#### [Exercise]
Return the entries verbatim and drop every picture.

#### [Source material]

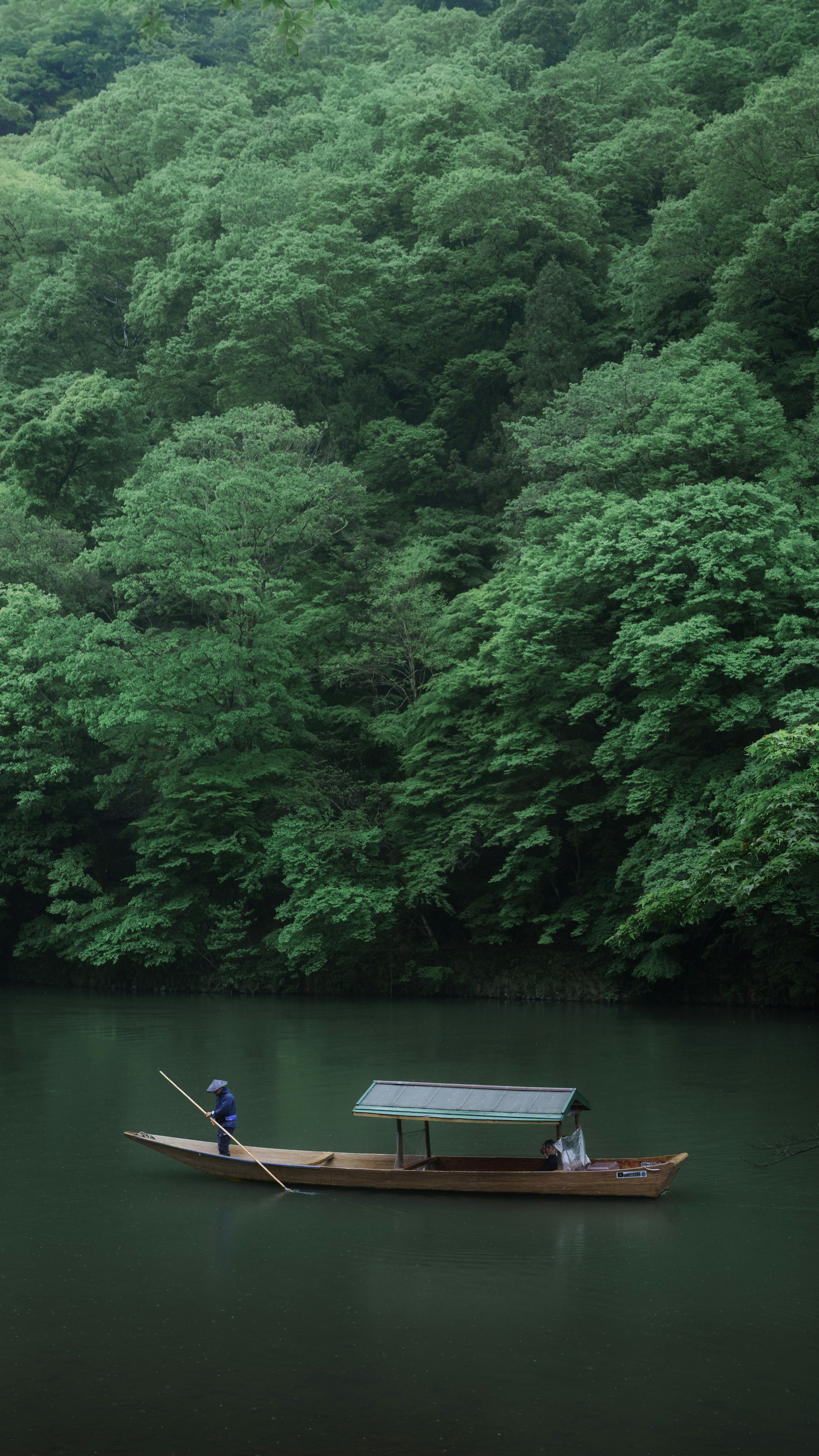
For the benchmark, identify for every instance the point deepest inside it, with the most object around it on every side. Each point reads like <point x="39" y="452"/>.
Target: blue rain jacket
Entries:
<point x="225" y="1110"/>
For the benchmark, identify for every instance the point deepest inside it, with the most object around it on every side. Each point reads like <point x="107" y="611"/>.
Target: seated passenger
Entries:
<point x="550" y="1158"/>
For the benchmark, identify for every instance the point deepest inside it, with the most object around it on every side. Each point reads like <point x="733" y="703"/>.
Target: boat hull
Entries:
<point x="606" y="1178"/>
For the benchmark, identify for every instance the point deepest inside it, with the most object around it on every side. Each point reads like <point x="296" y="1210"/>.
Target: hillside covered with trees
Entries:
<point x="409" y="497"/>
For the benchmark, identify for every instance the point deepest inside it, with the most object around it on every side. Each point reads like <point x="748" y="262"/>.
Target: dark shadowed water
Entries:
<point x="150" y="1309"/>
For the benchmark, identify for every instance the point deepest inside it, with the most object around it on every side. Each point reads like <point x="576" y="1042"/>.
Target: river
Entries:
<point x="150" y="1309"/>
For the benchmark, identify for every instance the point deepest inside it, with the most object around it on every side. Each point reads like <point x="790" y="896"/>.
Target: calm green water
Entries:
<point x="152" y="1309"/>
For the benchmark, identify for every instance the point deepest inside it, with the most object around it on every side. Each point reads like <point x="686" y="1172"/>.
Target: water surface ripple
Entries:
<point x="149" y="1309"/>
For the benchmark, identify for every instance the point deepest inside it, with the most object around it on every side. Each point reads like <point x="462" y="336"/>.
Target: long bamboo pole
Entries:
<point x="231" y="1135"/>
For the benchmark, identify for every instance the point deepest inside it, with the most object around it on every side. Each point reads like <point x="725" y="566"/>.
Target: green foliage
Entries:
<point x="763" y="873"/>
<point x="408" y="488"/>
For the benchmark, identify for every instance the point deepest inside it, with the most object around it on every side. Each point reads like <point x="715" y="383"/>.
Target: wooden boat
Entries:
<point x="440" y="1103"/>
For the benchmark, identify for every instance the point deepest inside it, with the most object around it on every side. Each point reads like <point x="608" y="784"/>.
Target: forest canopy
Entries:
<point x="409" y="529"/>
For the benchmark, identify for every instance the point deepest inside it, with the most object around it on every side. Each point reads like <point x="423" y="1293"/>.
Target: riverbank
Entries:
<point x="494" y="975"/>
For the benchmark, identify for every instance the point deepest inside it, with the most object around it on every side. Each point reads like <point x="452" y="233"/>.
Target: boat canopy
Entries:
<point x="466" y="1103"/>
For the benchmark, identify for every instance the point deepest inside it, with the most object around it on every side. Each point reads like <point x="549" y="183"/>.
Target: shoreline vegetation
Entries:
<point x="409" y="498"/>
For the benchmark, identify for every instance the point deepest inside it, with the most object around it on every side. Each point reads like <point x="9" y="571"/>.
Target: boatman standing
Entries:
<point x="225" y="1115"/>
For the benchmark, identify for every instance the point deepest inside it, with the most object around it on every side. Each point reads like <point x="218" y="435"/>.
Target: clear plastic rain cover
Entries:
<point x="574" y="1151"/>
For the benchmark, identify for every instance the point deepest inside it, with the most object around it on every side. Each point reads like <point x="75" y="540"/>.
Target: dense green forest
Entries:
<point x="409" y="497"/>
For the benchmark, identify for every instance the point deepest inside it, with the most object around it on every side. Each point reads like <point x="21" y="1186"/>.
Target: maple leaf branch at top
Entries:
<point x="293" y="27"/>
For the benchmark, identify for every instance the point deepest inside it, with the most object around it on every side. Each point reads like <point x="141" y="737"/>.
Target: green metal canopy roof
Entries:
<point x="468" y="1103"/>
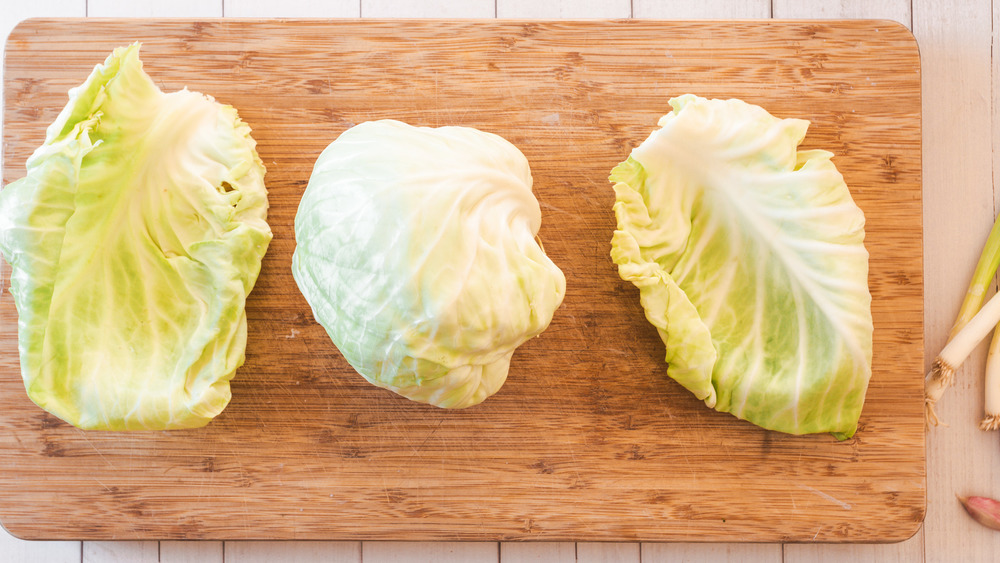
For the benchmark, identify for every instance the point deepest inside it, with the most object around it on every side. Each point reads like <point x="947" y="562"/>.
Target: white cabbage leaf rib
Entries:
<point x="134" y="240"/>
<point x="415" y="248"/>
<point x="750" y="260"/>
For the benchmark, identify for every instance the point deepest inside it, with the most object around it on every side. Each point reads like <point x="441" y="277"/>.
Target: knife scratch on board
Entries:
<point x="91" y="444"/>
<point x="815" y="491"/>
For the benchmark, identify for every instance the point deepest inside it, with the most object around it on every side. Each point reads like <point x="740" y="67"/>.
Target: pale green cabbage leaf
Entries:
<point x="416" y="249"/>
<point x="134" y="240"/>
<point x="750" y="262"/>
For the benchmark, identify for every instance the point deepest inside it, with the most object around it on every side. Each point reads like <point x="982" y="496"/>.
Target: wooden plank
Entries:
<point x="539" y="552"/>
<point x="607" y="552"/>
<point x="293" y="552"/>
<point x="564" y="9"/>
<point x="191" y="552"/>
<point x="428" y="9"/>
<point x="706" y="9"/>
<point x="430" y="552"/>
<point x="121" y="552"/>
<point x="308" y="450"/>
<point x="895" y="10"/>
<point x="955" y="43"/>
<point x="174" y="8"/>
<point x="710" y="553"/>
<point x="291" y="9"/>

#### [Answer]
For the benchmark, identify for every instance the point deepest inside it, with the most object around it on every side. Each point reads like <point x="39" y="452"/>.
Target: blue rain jacket
Entries:
<point x="225" y="1110"/>
For the benchmark, identify for every instance the point deepest inside it, with the most object around it on every side. Each point reads like <point x="107" y="611"/>.
Target: seated passenger
Entries:
<point x="550" y="1158"/>
For the benchmark, identify for every instance the point deepest inside it, with the most object around it on every side. Each point reads like <point x="733" y="703"/>.
Target: boat hull
Entries:
<point x="606" y="1178"/>
For the benchmark, identify for every instance the point deepest inside it, with the most object around it on every side. Each point reads like <point x="296" y="1210"/>.
Target: hillside covered with trees
Entries:
<point x="409" y="497"/>
For the benchmark, identify for every instance the point deepest inside it, with the most object around it on every side. Each point reads like <point x="748" y="262"/>.
Target: dark shadowed water
Entries:
<point x="150" y="1309"/>
For the benchmark, identify for every instance the point deepest inside it, with the most object around it on every side. Each point reads like <point x="576" y="1042"/>.
Target: river
Entries:
<point x="150" y="1309"/>
For the benchmark, identify for every instance the point deepest inside it, with the most object around it on every side. Each point reads like <point x="790" y="896"/>.
Target: calm green water
Entries:
<point x="152" y="1309"/>
For the benchmark, identify for every instance the point deepest inside it, with the most object around it on every side. Each point reads like <point x="686" y="1172"/>.
Target: water surface ripple
Entries:
<point x="149" y="1309"/>
For the benchmark, identify for every instance the point deepest inside it, with the most object around it on every side. Each point reads like <point x="462" y="336"/>.
Target: long bamboo pole
Entries:
<point x="231" y="1135"/>
For the benchmark, identify for every instance the point deepest inside it, with the most object around it on every side. Each point reads like <point x="725" y="566"/>.
Target: green foliage
Entries:
<point x="763" y="873"/>
<point x="408" y="488"/>
For the benchmark, identify for every instance the point deepest inside it, with the most object around it on every side. Each point reads like <point x="715" y="383"/>.
Target: wooden boat
Entries:
<point x="440" y="1103"/>
For the benchmark, identify for every instance the point deepest inside it, with the most object around it on every side. Each point reads like <point x="608" y="784"/>.
Target: forest canopy
Entries:
<point x="409" y="529"/>
For the benchmark, identify for every instance the point deepest inside it, with the most object around it on every side. Each point reads like <point x="423" y="1293"/>.
Target: riverbank
Entries:
<point x="494" y="975"/>
For the benchmark, identify for every instance the point deepest inside it, with the most object around it on every side. Each point reads like <point x="452" y="233"/>.
Target: boat canopy
Entries:
<point x="466" y="1103"/>
For the benchmark, identify for every instance the point deepest inside it, with the most object around it on every side. Each point reads like <point x="549" y="183"/>.
Target: shoreline vegetation
Entries:
<point x="409" y="498"/>
For the benchmark, identify for every instance the point deepest inside it, with the most object around it on every side. Each point reads like <point x="9" y="571"/>.
Target: boatman standing
Entries:
<point x="225" y="1115"/>
For the benchmark, identify for every instance the point deepest inside it, with the most object around it on every side. Each point reads like <point x="218" y="435"/>.
Target: clear plastic rain cover
Entries:
<point x="574" y="1151"/>
For the benchmark, identify for every instance the point deepest inside it, with the most object around it on every side. Each point reads like <point x="75" y="540"/>.
Target: dense green forest
Entries:
<point x="409" y="497"/>
For the benchmark, identify for every instance the point deepest inside it, with the most object around it on every side. Each point reads like <point x="21" y="1186"/>.
Target: maple leaf branch at top
Entries:
<point x="293" y="27"/>
For the benchmark, identify for every instance the point deepest inside it, with the most object around it on every side. Each point reads like <point x="141" y="737"/>.
Target: green metal canopy roof
Entries:
<point x="468" y="1103"/>
For the benchmark, identify for every instance the point deepest inside it, with the most object around it on every side. Each point reads like <point x="947" y="562"/>.
Target: white cabbage leaf rib
Entries:
<point x="134" y="240"/>
<point x="415" y="248"/>
<point x="750" y="260"/>
For the benchmark, identify for every instance the point deepest inside it, with the most object around it on every side. Each point reads like <point x="441" y="277"/>.
Target: knife scratch on board
Entries:
<point x="91" y="444"/>
<point x="815" y="491"/>
For the benchmark, identify for every instance the point deepest inside it, with the most object around it on every side. Each point reads like <point x="740" y="67"/>.
Target: pale green cabbage leaf
Entries:
<point x="416" y="249"/>
<point x="134" y="240"/>
<point x="750" y="262"/>
For the benchmark, identify for every instance the point deepest inside it, with the most object around it on every side. Each point reads like <point x="982" y="496"/>.
Target: wooden plank
Entries:
<point x="539" y="552"/>
<point x="607" y="552"/>
<point x="293" y="552"/>
<point x="564" y="9"/>
<point x="191" y="552"/>
<point x="428" y="9"/>
<point x="706" y="9"/>
<point x="430" y="552"/>
<point x="121" y="552"/>
<point x="308" y="450"/>
<point x="895" y="10"/>
<point x="955" y="43"/>
<point x="174" y="8"/>
<point x="710" y="553"/>
<point x="291" y="9"/>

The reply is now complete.